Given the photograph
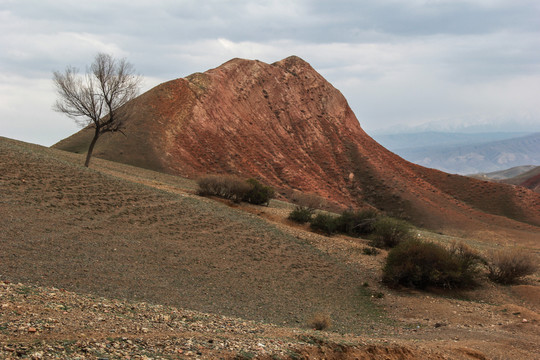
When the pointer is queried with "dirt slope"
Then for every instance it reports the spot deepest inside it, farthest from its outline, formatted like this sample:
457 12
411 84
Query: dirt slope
285 124
129 233
68 226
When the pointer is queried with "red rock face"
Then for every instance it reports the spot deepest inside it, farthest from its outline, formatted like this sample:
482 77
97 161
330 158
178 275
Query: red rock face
284 124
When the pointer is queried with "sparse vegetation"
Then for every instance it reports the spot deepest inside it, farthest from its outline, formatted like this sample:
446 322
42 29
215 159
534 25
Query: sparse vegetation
101 98
259 193
389 232
301 214
320 321
370 251
324 223
235 189
419 264
509 266
225 186
357 223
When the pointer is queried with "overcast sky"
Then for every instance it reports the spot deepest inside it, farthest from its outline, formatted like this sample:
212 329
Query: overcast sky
399 63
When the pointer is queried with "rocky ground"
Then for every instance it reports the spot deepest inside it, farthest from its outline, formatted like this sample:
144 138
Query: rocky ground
115 282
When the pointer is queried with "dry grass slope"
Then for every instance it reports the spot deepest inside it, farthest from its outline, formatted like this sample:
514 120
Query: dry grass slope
80 229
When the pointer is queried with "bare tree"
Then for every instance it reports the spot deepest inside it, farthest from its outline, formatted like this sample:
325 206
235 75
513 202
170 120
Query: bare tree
99 98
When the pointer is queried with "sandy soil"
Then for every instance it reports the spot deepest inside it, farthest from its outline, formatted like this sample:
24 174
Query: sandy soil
117 232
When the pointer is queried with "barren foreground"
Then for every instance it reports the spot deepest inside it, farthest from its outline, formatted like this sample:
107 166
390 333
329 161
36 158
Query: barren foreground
109 259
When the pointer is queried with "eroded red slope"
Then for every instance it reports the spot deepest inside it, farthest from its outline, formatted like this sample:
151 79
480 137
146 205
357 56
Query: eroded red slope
286 125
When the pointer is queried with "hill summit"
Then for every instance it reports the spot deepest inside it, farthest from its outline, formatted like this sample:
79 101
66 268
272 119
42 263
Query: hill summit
286 125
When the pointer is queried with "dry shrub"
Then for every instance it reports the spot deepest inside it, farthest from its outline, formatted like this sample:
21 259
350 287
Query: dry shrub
357 223
320 321
324 223
258 194
389 232
310 201
301 214
508 266
225 186
419 264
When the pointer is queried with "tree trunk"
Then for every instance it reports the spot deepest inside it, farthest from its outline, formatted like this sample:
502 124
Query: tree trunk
91 148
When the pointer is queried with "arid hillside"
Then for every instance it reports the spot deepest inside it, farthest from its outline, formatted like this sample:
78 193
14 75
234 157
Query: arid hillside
122 262
286 125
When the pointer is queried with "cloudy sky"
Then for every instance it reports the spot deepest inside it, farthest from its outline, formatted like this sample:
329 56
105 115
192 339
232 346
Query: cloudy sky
400 63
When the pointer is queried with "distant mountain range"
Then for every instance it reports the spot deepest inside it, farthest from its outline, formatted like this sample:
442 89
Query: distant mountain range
285 125
463 153
527 176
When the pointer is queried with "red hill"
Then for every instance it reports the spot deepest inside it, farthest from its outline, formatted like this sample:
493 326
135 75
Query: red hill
286 125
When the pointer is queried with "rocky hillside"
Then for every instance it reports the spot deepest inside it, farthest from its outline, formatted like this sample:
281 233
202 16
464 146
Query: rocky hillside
286 125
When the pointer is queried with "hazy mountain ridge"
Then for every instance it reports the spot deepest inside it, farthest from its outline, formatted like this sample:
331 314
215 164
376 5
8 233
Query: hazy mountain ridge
479 157
284 124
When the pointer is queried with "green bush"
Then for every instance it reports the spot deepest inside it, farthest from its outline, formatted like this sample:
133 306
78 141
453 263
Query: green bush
357 223
508 266
225 186
320 321
324 223
389 232
370 251
301 214
258 193
419 264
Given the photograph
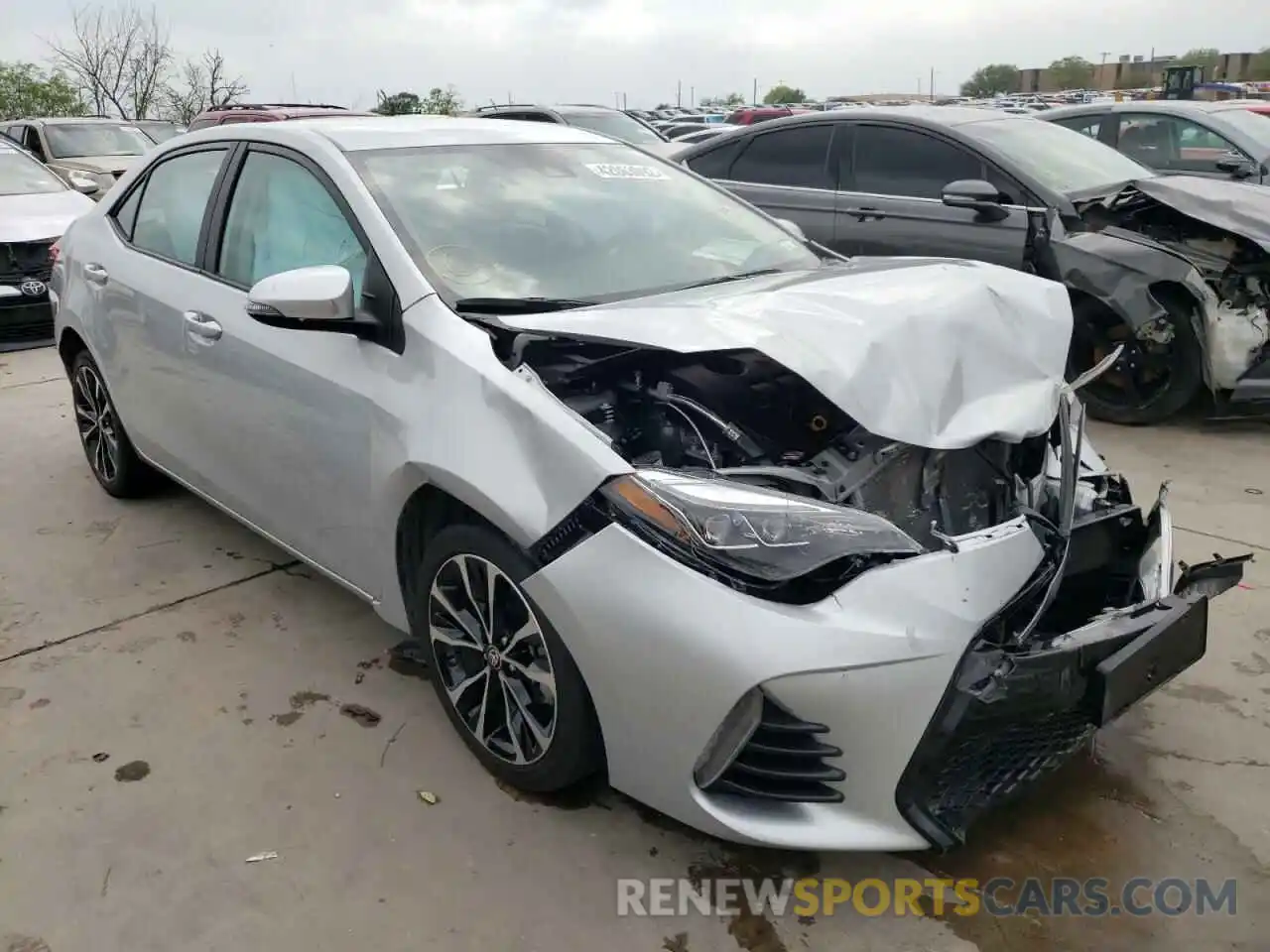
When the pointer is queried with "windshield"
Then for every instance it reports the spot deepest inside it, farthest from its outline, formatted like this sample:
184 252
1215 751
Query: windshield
1251 125
615 125
90 140
1061 159
23 176
579 221
160 131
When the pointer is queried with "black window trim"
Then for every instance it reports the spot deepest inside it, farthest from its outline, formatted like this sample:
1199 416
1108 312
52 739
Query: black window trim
393 335
984 163
143 180
763 130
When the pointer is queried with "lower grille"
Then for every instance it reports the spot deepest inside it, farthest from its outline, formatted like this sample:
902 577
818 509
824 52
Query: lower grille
24 261
27 324
991 760
784 761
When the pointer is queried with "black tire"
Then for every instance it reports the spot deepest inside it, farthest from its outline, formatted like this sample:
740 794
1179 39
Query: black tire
575 749
112 460
1185 377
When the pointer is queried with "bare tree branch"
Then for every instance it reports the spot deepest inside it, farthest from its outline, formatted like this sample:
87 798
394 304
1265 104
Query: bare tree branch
118 58
202 84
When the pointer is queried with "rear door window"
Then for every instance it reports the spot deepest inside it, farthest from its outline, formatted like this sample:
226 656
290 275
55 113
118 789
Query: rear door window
171 211
908 164
797 157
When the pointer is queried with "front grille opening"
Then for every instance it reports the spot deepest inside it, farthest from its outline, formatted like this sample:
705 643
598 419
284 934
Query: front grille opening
991 761
784 761
27 324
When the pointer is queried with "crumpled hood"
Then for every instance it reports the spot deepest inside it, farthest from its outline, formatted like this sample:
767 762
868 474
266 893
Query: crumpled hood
1239 207
41 217
111 164
933 352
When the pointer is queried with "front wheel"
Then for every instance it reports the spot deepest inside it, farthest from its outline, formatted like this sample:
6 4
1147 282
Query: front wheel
504 676
1157 375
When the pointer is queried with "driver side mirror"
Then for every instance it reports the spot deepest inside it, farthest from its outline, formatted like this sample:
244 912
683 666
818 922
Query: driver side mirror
1237 167
978 195
309 298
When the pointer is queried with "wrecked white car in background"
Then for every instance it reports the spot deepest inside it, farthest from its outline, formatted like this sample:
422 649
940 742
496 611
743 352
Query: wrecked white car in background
808 552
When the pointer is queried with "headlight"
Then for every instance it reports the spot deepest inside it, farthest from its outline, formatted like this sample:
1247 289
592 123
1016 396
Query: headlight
760 534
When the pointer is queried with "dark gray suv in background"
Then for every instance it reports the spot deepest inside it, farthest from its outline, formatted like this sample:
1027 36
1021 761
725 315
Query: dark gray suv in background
1173 271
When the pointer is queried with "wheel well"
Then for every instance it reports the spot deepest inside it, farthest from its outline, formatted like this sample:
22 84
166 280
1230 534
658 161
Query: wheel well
68 347
426 513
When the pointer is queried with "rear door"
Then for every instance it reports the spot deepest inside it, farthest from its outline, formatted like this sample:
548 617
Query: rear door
134 273
890 202
786 173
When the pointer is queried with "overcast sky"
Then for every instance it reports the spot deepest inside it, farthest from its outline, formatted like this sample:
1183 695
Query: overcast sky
588 50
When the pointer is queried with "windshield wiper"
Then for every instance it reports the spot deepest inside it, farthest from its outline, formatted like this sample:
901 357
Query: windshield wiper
726 278
518 304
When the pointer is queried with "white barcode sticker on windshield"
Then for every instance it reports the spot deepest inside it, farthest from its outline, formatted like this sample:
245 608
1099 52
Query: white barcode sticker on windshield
613 171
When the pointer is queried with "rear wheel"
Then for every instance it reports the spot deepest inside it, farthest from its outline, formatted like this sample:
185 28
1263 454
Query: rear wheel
1157 375
504 676
109 452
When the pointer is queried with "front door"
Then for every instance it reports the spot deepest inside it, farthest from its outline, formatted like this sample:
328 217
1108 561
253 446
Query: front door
892 202
140 271
284 422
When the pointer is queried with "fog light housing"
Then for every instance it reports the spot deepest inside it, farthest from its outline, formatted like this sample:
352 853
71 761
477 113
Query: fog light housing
731 734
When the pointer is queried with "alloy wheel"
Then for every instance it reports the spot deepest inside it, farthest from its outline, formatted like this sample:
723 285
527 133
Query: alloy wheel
98 428
492 658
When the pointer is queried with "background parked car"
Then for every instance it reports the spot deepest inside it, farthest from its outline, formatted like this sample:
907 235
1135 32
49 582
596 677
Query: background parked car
1223 140
96 149
749 116
593 118
159 130
975 182
36 206
266 112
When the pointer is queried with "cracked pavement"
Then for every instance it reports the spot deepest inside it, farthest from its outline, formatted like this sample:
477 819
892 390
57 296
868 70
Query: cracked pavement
173 701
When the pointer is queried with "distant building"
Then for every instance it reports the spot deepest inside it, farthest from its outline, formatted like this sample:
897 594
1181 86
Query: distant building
1127 71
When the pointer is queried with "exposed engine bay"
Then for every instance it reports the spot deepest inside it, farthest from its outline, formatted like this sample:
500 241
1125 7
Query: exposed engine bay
743 416
1234 267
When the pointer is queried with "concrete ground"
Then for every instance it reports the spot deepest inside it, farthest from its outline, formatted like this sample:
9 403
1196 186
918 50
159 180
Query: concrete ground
171 692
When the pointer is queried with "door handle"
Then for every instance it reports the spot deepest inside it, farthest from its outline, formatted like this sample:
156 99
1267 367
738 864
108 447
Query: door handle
865 213
202 326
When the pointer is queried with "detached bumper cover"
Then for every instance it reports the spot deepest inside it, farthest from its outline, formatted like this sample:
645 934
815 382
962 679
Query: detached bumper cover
1011 716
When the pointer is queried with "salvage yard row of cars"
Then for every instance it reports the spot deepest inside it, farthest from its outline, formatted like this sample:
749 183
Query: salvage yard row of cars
488 375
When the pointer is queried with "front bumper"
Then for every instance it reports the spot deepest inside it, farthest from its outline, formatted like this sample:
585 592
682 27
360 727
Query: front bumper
919 721
667 653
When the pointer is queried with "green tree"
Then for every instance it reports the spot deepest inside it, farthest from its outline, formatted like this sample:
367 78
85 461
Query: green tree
441 102
781 94
1071 72
28 90
398 104
1259 70
1206 56
992 79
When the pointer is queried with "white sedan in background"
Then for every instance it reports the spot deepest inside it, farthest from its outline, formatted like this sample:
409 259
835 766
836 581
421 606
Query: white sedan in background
36 206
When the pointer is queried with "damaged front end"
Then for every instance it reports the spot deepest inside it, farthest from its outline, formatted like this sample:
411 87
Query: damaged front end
1105 620
1218 229
747 474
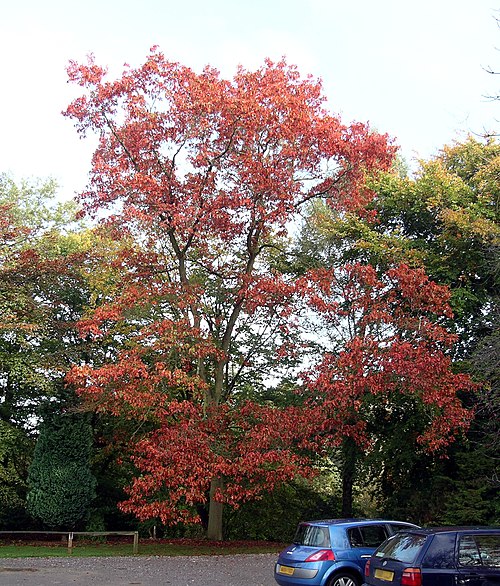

§ **Task instructions**
Extract every line of the rows above that contains the string "foreground", where case counts.

§ **Reply**
When the pointer is queried with "barren foreground"
Query: barren foreground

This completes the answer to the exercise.